=== TASK DATA ===
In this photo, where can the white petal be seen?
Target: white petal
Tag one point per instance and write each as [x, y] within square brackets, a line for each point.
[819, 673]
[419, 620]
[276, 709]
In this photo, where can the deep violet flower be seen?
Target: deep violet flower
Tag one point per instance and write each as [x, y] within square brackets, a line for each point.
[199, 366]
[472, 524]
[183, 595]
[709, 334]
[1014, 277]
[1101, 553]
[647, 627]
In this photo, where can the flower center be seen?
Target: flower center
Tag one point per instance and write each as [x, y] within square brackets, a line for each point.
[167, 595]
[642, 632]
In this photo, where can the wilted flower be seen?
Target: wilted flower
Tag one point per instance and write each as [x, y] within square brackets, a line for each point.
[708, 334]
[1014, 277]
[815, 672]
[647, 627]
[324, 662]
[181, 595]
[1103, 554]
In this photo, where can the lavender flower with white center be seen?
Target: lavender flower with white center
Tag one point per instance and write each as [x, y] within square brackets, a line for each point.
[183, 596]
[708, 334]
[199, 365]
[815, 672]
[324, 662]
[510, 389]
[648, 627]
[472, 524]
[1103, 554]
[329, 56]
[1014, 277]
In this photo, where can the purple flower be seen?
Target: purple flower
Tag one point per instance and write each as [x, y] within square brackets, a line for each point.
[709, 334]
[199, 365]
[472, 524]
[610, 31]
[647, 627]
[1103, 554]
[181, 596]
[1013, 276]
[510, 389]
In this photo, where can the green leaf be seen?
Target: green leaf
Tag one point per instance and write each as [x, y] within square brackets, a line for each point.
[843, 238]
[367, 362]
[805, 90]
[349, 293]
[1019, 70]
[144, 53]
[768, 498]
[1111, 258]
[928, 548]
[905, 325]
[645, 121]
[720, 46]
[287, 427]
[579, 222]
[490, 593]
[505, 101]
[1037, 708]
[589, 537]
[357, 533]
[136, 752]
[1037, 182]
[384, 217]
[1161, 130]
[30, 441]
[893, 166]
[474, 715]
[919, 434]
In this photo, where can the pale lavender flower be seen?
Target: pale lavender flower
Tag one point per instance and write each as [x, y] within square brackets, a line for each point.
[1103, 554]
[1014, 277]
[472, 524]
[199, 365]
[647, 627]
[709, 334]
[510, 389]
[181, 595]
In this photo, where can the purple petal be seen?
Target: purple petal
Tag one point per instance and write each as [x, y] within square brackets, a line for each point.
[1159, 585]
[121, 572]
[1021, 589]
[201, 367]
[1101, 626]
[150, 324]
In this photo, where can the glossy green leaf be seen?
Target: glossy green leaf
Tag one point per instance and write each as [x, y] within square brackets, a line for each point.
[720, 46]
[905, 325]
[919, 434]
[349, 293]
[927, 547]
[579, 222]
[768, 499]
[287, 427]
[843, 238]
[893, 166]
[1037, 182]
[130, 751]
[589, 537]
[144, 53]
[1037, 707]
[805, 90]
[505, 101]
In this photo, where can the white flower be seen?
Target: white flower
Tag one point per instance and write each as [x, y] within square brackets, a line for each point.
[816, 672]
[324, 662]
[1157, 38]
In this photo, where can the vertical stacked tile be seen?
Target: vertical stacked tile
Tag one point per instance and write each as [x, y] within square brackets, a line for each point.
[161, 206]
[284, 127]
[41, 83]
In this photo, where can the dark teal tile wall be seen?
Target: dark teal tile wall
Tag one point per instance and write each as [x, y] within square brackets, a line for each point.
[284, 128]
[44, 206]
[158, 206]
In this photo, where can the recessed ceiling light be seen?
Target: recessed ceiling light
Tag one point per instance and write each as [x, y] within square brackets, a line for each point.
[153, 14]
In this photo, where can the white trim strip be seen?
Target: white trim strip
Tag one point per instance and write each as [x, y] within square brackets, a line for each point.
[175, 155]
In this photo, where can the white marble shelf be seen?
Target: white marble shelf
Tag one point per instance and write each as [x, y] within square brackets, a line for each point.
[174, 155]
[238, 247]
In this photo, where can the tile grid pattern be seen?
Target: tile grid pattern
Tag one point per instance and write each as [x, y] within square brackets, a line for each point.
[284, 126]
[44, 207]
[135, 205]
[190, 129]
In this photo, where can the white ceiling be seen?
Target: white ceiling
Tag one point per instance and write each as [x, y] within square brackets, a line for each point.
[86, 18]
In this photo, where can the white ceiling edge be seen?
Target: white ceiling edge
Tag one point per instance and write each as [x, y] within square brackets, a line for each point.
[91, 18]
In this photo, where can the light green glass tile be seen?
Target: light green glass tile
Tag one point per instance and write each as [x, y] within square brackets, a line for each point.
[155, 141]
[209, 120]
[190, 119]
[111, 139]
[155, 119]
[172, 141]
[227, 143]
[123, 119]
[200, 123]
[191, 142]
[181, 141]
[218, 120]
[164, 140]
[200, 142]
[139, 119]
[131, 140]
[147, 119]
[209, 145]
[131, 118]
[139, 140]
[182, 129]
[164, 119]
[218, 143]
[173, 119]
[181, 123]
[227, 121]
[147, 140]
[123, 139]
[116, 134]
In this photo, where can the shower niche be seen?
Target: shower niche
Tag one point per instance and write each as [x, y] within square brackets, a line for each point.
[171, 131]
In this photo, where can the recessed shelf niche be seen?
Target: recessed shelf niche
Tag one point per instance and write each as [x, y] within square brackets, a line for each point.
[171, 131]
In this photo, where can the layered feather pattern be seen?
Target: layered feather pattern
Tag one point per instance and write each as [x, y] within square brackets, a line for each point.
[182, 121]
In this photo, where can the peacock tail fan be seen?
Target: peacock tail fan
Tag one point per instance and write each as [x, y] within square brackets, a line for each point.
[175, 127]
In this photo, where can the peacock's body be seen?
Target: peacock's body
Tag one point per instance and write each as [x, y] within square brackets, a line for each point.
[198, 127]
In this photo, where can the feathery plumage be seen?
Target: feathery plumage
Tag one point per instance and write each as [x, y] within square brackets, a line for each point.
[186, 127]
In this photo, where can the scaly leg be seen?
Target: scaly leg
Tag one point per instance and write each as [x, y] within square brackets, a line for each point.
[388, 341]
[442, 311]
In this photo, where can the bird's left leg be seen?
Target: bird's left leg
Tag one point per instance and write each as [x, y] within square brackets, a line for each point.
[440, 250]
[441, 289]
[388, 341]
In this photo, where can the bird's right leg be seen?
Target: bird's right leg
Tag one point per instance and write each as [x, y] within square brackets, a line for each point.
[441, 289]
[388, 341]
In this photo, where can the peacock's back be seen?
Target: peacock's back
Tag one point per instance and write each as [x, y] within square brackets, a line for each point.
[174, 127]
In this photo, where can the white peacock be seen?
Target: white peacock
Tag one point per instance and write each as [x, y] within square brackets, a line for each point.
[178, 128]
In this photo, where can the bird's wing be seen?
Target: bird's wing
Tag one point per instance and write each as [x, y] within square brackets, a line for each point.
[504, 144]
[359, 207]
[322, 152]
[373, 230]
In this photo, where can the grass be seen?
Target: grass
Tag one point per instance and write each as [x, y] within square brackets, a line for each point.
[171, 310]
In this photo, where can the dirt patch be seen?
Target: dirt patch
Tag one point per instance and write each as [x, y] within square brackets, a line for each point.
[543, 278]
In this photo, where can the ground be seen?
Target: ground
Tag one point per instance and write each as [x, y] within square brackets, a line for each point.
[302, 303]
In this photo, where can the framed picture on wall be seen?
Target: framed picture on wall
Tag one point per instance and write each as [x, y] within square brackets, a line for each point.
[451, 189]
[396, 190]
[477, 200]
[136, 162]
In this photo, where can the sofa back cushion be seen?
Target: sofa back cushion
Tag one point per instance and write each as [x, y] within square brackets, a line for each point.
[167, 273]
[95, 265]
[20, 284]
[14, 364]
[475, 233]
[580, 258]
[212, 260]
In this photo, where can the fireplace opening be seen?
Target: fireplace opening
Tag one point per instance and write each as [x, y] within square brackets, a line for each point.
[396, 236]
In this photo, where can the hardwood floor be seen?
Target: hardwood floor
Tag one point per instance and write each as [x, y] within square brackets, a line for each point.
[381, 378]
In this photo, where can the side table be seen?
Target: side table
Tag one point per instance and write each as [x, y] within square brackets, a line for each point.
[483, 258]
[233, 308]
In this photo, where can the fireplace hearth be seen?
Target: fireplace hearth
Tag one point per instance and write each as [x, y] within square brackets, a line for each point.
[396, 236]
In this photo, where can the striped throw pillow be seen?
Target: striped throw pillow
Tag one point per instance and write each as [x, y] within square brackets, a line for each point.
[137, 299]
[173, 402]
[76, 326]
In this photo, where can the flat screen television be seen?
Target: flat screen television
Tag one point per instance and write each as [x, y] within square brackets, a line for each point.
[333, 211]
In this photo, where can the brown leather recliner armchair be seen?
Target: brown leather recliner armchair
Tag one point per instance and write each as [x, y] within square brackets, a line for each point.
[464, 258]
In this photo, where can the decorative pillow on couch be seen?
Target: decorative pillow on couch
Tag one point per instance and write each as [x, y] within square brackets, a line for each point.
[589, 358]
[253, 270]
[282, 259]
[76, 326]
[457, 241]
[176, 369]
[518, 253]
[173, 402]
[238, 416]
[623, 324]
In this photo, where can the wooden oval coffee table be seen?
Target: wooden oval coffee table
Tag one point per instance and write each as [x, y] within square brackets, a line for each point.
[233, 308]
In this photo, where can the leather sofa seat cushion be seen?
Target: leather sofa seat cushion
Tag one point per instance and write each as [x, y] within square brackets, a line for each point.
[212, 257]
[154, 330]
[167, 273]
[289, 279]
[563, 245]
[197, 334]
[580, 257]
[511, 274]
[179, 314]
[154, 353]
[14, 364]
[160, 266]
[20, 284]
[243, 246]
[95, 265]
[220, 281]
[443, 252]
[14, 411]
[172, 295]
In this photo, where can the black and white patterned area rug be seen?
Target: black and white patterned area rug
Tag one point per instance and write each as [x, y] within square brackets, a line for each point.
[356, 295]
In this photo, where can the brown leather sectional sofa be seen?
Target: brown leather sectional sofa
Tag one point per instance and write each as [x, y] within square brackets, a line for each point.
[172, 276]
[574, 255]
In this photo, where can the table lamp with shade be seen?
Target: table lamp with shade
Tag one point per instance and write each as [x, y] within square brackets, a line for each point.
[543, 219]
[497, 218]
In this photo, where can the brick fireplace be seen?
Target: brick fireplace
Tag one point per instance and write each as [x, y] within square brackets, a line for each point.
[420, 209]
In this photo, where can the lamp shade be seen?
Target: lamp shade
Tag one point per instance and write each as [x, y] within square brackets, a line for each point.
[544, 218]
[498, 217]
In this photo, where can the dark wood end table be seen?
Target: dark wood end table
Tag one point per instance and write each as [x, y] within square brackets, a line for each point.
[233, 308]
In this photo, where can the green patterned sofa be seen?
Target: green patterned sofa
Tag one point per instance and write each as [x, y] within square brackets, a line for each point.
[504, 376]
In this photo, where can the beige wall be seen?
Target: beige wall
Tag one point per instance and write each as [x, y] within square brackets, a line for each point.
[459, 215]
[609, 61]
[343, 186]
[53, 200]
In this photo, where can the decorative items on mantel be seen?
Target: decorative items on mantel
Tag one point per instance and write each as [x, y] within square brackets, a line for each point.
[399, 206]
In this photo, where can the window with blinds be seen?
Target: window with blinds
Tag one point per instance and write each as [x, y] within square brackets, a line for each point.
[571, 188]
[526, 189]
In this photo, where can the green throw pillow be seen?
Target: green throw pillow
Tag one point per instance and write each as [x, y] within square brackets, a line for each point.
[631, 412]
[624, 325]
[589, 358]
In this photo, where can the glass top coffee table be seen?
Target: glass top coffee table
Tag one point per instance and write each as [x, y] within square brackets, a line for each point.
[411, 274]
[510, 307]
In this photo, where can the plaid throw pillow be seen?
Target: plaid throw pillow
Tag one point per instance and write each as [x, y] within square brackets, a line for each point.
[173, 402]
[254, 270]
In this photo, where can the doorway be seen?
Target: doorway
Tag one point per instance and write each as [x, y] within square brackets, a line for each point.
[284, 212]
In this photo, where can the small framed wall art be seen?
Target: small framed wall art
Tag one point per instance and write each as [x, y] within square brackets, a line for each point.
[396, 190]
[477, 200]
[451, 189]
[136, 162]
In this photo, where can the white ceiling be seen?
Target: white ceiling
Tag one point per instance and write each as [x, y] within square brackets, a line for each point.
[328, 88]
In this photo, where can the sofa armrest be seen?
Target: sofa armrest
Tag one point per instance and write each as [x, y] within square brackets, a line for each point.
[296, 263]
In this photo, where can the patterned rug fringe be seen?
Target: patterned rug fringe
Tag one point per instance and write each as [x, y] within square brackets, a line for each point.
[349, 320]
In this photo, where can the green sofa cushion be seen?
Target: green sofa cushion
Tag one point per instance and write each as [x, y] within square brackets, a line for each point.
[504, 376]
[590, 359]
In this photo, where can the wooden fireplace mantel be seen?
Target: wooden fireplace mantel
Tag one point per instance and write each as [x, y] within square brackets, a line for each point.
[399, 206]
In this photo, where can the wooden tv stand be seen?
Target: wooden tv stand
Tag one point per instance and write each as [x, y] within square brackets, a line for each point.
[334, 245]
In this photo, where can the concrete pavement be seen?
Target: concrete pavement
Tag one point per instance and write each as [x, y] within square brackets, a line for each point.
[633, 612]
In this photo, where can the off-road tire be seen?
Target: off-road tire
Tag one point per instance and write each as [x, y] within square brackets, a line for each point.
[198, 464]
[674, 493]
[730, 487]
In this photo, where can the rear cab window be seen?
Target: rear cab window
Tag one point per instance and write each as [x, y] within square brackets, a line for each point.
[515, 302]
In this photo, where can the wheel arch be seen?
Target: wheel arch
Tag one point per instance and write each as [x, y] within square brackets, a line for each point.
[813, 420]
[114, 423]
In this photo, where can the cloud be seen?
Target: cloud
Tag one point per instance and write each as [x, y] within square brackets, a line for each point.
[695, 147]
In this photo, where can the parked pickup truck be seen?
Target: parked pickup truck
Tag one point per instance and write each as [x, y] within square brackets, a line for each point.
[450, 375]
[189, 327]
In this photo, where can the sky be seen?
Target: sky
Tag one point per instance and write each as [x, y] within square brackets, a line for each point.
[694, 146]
===
# WHAT YOU ARE ASKED TO DO
Each line from the one with "In this photo, where can the off-road" through the last line of the records must be written out word for word. Include nothing else.

# THE COMPLETED TASK
In this photo, where can the off-road tire be seen?
Target: off-road tire
Tag one point per instance and write each as [x, y] within square brackets, a line for each point.
[198, 464]
[674, 493]
[730, 487]
In this photo, where can the rear cab window be seen?
Target: rear cab window
Tag one point per instance and write each as [x, y] within square brackets, a line for each point.
[515, 302]
In this photo, where can the wheel arch be seen?
Target: wheel arch
Tag one point per instance and write each as [x, y] within square brackets, a line for each point.
[813, 420]
[114, 423]
In this photo, where can the cloud be seen?
Target: cloud
Tag one point per instance and write each as [x, y] within square brackets, a line for each point.
[695, 147]
In this photo, where can the parked pickup truck be seen?
Target: parked pickup truck
Tag one point per instance and write each as [x, y] within square brackets, a line for each point.
[450, 375]
[189, 327]
In this photo, where can the sky be seen?
Target: sky
Tag one point per instance and write each as [x, y] within square brackets, a line for each point.
[694, 146]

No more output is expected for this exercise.